Work task |
All lines from the opening of the entries below through the line containing "Could you point out the silver" must be output exactly as they appear, with no other lines.

____ Data supplied

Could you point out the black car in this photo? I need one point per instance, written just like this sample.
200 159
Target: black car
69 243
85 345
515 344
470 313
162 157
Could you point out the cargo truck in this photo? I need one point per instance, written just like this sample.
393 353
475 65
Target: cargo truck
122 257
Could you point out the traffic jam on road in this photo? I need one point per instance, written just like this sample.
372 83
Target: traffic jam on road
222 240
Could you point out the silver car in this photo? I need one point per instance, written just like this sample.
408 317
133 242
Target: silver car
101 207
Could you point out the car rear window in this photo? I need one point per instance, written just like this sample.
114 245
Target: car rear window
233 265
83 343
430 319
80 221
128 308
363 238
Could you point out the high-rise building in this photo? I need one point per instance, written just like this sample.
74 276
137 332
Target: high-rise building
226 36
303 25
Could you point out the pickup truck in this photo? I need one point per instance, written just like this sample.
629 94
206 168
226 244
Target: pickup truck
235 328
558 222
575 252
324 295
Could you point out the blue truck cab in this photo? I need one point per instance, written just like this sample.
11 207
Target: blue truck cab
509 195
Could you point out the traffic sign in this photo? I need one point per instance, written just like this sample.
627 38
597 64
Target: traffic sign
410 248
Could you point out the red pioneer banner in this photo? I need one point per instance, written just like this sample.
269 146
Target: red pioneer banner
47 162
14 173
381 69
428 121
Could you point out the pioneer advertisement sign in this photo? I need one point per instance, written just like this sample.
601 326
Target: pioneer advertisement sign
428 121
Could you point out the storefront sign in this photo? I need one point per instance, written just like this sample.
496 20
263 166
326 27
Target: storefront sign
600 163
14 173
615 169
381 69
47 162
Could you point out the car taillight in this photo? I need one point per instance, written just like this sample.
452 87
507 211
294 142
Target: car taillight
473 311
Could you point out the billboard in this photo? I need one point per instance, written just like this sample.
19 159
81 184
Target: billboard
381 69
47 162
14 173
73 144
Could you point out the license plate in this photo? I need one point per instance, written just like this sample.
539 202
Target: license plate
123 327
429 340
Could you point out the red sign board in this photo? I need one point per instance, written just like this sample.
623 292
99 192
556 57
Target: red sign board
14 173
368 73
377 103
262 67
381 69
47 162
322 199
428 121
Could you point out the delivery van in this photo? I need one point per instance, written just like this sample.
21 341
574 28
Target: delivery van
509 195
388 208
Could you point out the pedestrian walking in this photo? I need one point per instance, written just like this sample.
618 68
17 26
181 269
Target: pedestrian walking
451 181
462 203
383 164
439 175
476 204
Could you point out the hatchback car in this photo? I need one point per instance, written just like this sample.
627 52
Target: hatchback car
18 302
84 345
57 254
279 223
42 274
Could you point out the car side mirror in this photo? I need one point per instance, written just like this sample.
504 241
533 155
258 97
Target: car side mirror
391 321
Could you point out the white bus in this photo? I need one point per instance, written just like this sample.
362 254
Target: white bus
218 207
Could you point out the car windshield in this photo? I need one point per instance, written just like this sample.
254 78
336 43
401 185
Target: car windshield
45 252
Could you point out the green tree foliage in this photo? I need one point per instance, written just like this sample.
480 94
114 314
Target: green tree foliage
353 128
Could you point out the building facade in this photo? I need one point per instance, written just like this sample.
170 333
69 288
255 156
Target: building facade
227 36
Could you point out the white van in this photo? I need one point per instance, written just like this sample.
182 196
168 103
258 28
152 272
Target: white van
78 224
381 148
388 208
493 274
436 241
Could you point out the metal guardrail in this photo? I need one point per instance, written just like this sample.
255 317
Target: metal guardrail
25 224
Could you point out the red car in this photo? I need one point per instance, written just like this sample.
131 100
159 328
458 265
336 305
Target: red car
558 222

________

Written reply |
Could you point out the black car in this photo? I need one point per instance, written just like this sample.
200 159
Target: black car
69 243
85 345
515 344
470 313
162 157
Could you point out the cargo truck in this photo? I need one point per instance, written just like this sample.
393 353
475 65
Target: cargo truck
122 257
Could you point out the traffic jam on road in this photo? I need one point per instance, written just like this sample.
372 83
Target: traffic jam on road
222 240
Could you point out the silver car in this photo? I need one point per instance, written just like this sample.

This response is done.